BRANO DA LEGGERE >>
^^^^^^^^

0 – Presentazione – Introduzione

Amor, che ne la mente mi ragiona.

Uno studio de La filosofia della libertà di Rudolf Steiner.

di Lucio Russo


 

Presentazione

Dall’ottobre del 1998 al giugno del 1999, ho svolto, presso la sede della Società Antroposofica Romana, un corso settimanale di studio su La filosofia della libertà di Rudolf Steiner (Editrice Antroposofica – Milano, 1966). A mia insaputa, l’amico Roberto Marcelli, cui va la mia più sincera gratitudine, ha registrato tutte le “lezioni”, le ha pazientemente trascritte e me le ha poi fatte avere.

^^^^^^^^

DATI FORNITI >>

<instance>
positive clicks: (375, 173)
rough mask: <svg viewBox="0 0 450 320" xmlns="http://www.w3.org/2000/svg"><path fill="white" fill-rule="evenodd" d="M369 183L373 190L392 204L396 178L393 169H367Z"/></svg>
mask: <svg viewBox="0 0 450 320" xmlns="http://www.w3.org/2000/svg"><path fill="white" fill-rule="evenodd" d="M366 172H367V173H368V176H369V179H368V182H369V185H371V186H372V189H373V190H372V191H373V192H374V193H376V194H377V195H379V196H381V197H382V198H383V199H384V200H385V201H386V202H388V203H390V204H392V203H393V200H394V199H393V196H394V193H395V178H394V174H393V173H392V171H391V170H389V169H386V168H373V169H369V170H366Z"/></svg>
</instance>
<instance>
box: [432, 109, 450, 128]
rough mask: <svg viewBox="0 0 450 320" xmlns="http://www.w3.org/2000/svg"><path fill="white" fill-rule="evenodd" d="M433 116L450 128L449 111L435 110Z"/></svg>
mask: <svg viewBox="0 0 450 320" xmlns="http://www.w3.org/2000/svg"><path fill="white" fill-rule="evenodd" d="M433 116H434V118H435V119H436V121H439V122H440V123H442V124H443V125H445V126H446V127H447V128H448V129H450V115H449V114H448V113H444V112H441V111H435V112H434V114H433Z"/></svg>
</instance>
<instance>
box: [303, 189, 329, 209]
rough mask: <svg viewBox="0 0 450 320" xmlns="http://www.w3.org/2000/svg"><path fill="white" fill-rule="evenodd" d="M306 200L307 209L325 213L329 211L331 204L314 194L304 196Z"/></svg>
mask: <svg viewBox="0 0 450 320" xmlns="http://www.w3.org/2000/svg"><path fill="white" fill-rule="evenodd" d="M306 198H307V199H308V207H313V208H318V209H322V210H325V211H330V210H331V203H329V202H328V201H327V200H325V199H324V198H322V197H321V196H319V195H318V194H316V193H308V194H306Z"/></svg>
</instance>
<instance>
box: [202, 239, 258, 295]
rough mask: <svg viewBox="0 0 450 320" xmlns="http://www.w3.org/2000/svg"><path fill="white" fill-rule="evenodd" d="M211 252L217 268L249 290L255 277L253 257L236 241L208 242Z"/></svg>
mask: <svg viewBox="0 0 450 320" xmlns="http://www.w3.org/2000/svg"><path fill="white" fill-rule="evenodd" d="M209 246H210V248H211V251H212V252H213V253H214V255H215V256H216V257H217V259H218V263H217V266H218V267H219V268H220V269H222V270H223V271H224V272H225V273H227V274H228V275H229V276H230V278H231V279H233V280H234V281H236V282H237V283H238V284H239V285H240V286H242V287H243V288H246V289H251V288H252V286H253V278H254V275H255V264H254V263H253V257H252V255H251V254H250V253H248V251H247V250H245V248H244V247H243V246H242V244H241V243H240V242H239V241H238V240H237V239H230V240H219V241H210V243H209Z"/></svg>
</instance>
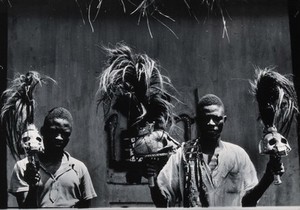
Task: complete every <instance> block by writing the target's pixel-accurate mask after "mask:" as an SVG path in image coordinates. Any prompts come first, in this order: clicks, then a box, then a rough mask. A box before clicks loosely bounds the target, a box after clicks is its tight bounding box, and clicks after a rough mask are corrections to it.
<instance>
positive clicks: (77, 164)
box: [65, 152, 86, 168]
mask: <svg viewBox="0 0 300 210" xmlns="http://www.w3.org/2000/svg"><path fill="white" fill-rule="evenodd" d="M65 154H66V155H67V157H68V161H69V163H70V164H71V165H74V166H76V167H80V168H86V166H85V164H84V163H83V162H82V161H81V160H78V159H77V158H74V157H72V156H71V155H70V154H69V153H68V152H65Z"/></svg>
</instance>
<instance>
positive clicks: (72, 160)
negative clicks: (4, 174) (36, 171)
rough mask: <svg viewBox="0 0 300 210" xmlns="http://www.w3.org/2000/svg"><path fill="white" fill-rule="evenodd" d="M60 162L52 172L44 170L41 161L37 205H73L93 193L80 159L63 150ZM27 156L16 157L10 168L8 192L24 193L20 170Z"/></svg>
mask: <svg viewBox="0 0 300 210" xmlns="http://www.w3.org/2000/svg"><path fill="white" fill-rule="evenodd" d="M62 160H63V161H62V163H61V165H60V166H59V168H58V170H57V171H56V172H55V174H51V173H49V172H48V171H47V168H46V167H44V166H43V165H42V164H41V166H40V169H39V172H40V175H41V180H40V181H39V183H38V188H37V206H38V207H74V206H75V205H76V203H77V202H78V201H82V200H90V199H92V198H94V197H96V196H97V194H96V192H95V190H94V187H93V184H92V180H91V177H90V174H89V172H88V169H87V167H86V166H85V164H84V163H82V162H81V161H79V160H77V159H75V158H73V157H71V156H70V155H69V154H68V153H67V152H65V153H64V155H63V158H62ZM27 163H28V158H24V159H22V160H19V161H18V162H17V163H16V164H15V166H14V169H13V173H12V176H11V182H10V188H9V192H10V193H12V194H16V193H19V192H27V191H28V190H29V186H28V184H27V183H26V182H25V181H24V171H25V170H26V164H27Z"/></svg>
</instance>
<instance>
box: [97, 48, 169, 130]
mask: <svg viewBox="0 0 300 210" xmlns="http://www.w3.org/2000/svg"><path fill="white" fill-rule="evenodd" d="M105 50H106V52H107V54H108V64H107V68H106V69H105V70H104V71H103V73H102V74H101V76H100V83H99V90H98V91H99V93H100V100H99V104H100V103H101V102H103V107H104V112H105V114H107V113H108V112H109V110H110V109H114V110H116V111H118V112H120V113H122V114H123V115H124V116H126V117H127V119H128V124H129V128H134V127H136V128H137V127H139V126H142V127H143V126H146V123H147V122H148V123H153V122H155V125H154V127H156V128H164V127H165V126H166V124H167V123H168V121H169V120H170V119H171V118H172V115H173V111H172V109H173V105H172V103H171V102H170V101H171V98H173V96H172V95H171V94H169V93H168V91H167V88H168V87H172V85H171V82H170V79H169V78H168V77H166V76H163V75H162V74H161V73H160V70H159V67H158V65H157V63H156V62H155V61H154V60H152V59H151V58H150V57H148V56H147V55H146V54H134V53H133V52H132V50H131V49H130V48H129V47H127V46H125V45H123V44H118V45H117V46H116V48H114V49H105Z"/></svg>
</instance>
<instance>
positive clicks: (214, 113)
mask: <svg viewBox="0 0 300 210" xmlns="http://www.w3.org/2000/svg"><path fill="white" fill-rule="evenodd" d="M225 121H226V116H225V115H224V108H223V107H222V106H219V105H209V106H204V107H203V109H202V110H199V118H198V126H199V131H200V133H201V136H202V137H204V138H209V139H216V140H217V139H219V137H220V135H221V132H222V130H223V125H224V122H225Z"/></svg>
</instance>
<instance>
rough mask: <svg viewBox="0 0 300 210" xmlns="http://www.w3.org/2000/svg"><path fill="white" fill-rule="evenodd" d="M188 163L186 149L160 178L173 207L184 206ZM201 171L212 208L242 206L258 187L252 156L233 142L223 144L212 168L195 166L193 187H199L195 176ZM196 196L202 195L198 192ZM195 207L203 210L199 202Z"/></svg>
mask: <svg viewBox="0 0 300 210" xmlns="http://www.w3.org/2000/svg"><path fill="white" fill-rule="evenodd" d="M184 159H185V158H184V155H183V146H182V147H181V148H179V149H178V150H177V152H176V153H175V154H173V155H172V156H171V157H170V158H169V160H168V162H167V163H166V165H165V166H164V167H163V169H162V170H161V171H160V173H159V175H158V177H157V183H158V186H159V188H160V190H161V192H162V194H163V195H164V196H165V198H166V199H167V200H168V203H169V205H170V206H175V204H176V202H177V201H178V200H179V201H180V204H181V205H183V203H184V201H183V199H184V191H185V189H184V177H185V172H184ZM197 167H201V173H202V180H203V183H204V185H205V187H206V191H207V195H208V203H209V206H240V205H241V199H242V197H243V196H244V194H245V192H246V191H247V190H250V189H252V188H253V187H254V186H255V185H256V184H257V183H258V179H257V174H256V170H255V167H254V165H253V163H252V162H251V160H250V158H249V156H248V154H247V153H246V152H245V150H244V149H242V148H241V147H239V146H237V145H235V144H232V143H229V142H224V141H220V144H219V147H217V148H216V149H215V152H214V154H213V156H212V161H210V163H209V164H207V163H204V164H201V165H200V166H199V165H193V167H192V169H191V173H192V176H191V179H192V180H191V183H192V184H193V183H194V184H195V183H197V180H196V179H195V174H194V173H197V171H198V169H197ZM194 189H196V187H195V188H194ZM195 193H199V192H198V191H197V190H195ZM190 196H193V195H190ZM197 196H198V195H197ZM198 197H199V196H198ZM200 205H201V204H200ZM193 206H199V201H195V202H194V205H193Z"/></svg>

^^^^^^^^

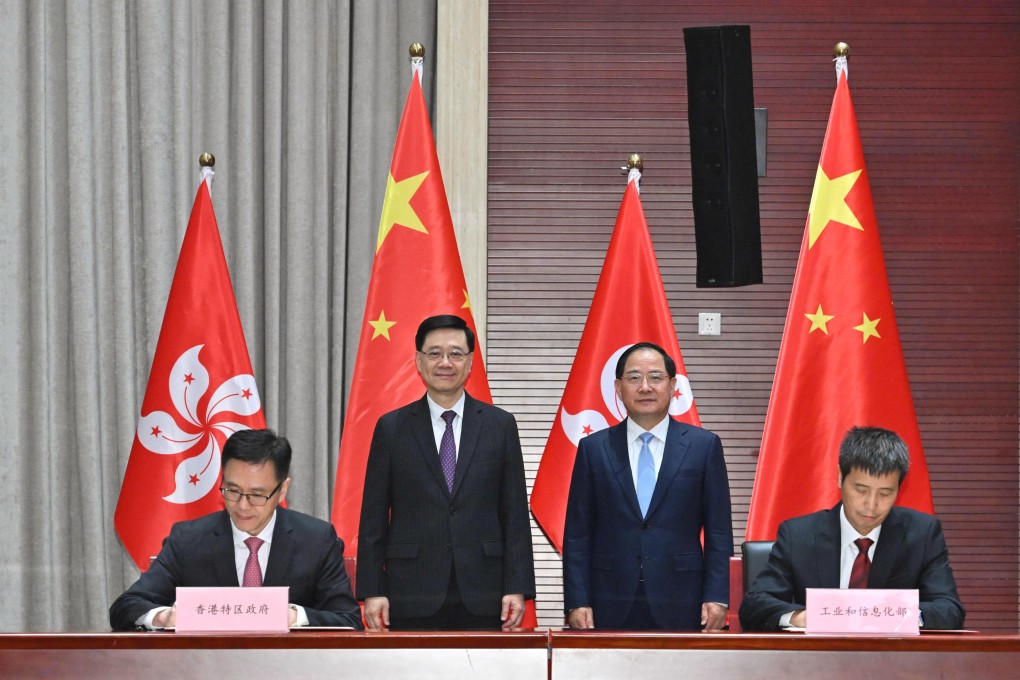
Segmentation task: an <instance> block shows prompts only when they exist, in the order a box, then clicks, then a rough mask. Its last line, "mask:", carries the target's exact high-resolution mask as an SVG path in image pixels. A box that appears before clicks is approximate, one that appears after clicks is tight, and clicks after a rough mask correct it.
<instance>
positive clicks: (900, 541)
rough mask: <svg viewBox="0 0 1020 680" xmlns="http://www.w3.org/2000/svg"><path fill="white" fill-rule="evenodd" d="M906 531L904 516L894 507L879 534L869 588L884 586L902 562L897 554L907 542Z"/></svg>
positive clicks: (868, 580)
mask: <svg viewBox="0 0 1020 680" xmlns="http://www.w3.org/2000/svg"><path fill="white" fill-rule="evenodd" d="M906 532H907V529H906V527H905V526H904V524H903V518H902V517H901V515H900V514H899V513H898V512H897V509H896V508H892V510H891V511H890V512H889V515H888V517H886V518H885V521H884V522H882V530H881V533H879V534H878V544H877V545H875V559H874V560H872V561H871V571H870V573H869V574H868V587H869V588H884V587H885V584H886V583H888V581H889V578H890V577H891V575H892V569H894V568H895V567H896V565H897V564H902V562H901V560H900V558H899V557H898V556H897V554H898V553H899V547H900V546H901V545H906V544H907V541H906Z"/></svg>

^^^^^^^^

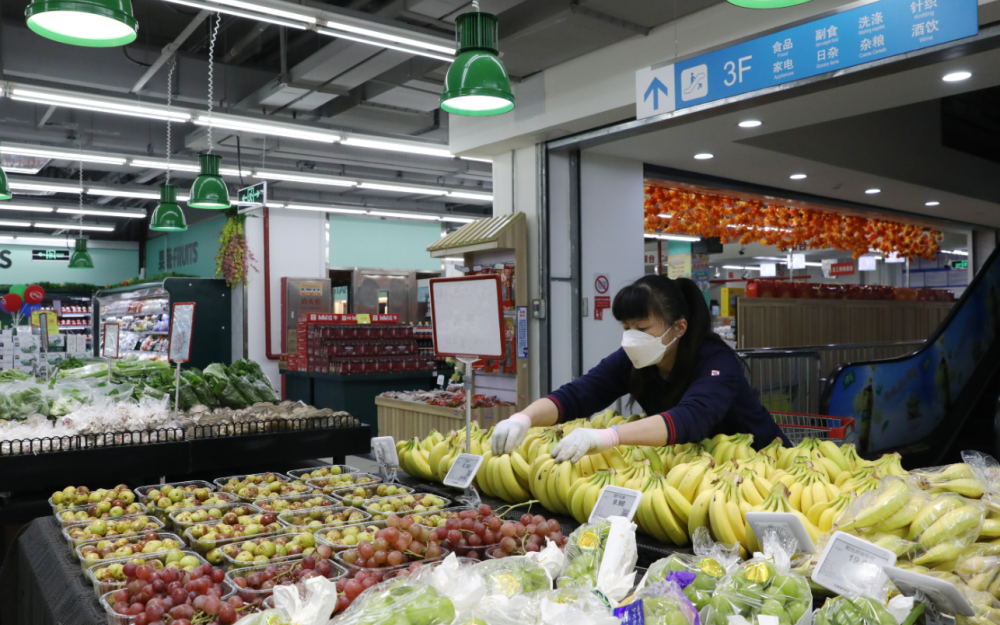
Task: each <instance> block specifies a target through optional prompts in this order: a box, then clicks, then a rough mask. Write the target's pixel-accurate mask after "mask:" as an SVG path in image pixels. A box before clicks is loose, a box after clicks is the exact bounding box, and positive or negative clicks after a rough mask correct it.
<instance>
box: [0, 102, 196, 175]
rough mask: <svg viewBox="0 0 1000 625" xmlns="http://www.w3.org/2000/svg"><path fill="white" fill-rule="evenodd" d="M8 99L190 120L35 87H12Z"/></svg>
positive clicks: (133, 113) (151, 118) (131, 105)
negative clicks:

^^^^^^^^

CONSEGNA >>
Prosegui la presentazione dello studio su La filosofia della libertà di Steiner, partendo subito dopo l'ultima frase riportata.

RISPOSTA SCRITTA >>
Mi sono ritrovato così tra le mani più di 250 cartelle che mal si sarebbero prestate, nonostante l’accuratezza della trascrizione, a un’immediata pubblicazione. Una cosa è infatti l’esposizione orale, altra quella scritta. E per quanto si voglia conservare nella seconda il carattere della prima, si rende pur sempre necessaria una qualche rielaborazione. Comunque sia, il testo che qui presento, più che una “rielaborazione”, è un vero e proprio “rifacimento” della trascrizione originaria. Nella speranza di riuscire a essere più chiaro ed esauriente, ho infatti eliminato alcune parti, ne ho modificate altre e ne ho aggiunte altre ancora. Ho anche arricchito il numero delle citazioni, ma, per non appesantire il lavoro e non stravolgerne la forma iniziale, ho volutamente omesso di corredarle, com’è consuetudine, dei relativi riferimenti bibliografici (e ne faccio quindi ammenda).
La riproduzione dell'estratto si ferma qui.